> _List of tasks_
a) In the podcast transcript, which team are Stewart and John from?
b) Revise the podcast transcript: write out the part between "Check out the" and "are you doing?", inclusive, replacing "podcast" with "show".
c) Pick up the podcast transcript after its final line and carry the conversation forward.

> _Source passage_
This week, we’re talking about IAM Policy Troubleshooter.

What’s something cool you’re working on?

Brian is working on the Weekly Cloud Talks by DevRel we mentioned in the cool things this week and continuing his Terraform studies.

Check out the Immutable Infrastructure video we talked about last week.

Sound Effect Attribution

[MUSIC PLAYING] MARK: Hi, and welcome to episode 230 of the weekly Google Cloud platform podcast. I'm Mark, and I'm here with my colleague Brian. Hey, Brian. How are you doing?

BRIAN: OK. Hello, everybody.

MARK: OK.

[LAUGHTER]

OK. I mean, look, sometimes that's the best we can do. But I love how enthusiastically you are OK.

BRIAN: I embody enthusiastic OK-ness.

[LAUGHTER]

MARK: I hope someday to get there. We are obviously all in a very strange time. But it really is the most exciting time of my week when I get to chat with my colleagues and put together this podcast.

[SENTIMENTAL MUSIC]

It means a lot to me. So super, super happy to be able to work with you all. And, of course, super happy to have the listeners here joining us. A little bit of a sappy intro, but that's all right. I'm OK with being a little sappy.

So, Brian, can you tell us who we're going to be talking to today?

BRIAN: Yeah. We had a great conversation with Stewart and John from the Traffic Director team. And they're going to go into a lot of detail about what that is and a whole bunch of words in the Traffic space around Kubernetes and containers. So get ready for a deep dive. It's fun.

MARK: It's a lot of fun. And it's-- as you purposefully said, words-- we do a lot of defining in this conversation, because I think there's a lot of different areas to this space of what, ultimately, is a big microservices architecture. And it was such a great conversation to really break down what those concepts are, what they mean, obviously what Traffic Director is, but how they all fit together.

BRIAN: Yeah.

MARK: It's a super exciting conversation. And I'm super excited to get to that. But before we get into that, why don't we go ahead and jump into our cool things of the week?

BRIAN: Silent intro music.

MARK: Well, if it was silent intro music, it would just be silent.

> _Given records_
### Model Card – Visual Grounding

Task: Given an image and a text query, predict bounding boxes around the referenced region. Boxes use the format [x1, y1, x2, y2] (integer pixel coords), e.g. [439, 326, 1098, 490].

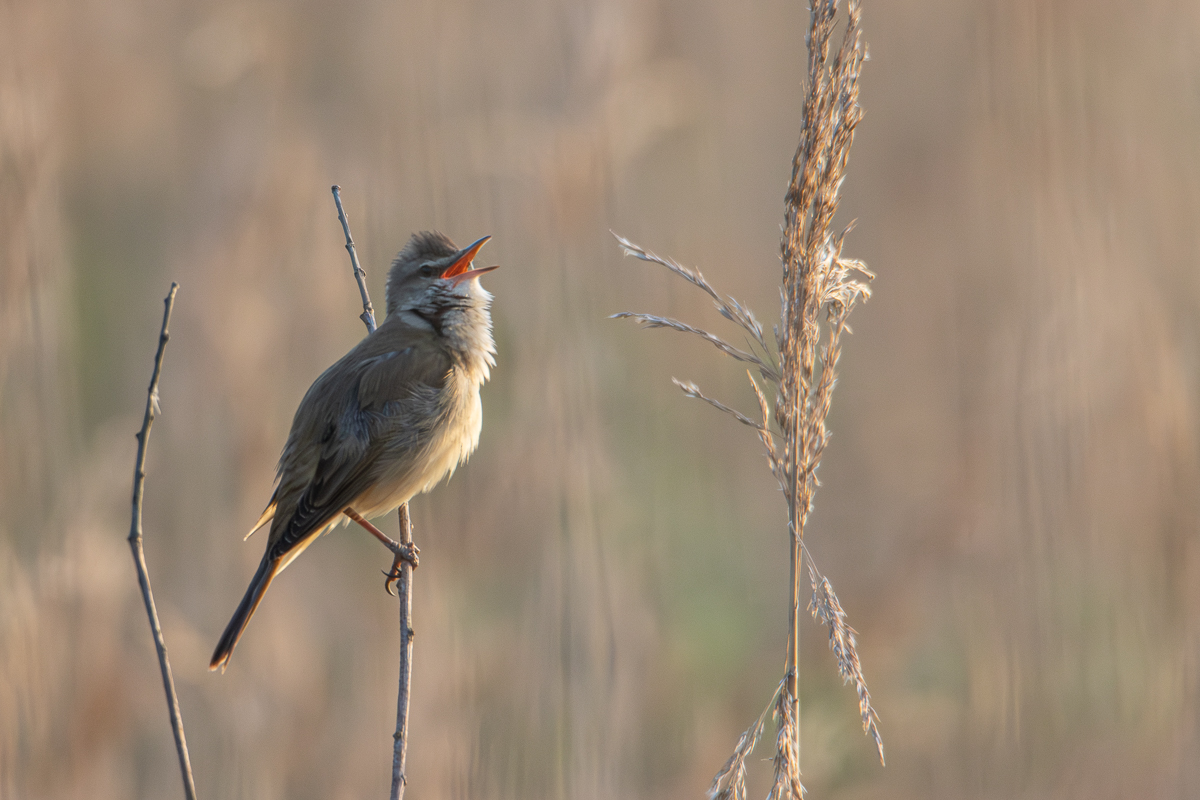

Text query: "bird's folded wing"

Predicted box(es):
[271, 337, 450, 558]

> _Results of the exercise_
a) The Traffic Director team.

b)
Check out the Immutable Infrastructure video we talked about last week.

Sound Effect Attribution

[MUSIC PLAYING] MARK: Hi, and welcome to episode 230 of the weekly Google Cloud platform show. I'm Mark, and I'm here with my colleague Brian. Hey, Brian. How are you doing?

c)
BRIAN: So that was, this space is intentionally left blank for audio.

MARK: This space is left for you to reflect on what you think is important.

[DING]

[MUSIC PLAYING]

All right, Brian, what's your cool thing of this week?

BRIAN: I have to highlight something I was involved in, so apologies. But I think it's really cool. And there's one of these every week for the next month and a half. So basically, there's this series that we're calling "Weekly Cloud Talks by DevRel" that are running in parallel to each week of Next. So Next is online this year. And every week, Tuesday morning, there's a big drop of a bunch of videos that you can watch on demand. And in addition to that, we're doing a live streamed summary and Q&A session each week, and different DevRel folks who are comfortable in that space and then some guests that we manage to find and bring in.

So last week-- and we'll put some links in the thread here-- I participated in two of these. So one of them was more on APAC friendly time zones with Katie and Yoshi from the developer operations team. And so we basically picked various talks that we were-- thought were particularly important and then discussed those together a little bit and then did a live Q&A session. And then I did another one of those with two of the PMs on our infrastructure pieces. So one person who's Ari Lieberman, who's deeply connected in Compute Engine, and Monica Sharma, who's a PM representing reliability and the SRP space in Google Cloud. So it was a really in-depth, fun conversation. And I encourage you to check those out.

But also, just keep an eye out-- and there'll be a link in the notes-- for signing up for alerts to each of these. And you can watch them either live or on demand later. They've been going up really quickly. So far, the ones I've seen have gone up within minutes of the live session finishing. So that's amazing.

It's a really good opportunity, I think, to get some of the reaction to what's going on, because it's a little bit tricky in an online forum to know-- there's a lot. And to know what really jumped out at people, what they think about it, how can you actually use it-- and I think these are a good space to get some of that. I'm excited about it. So check those out if you have the time.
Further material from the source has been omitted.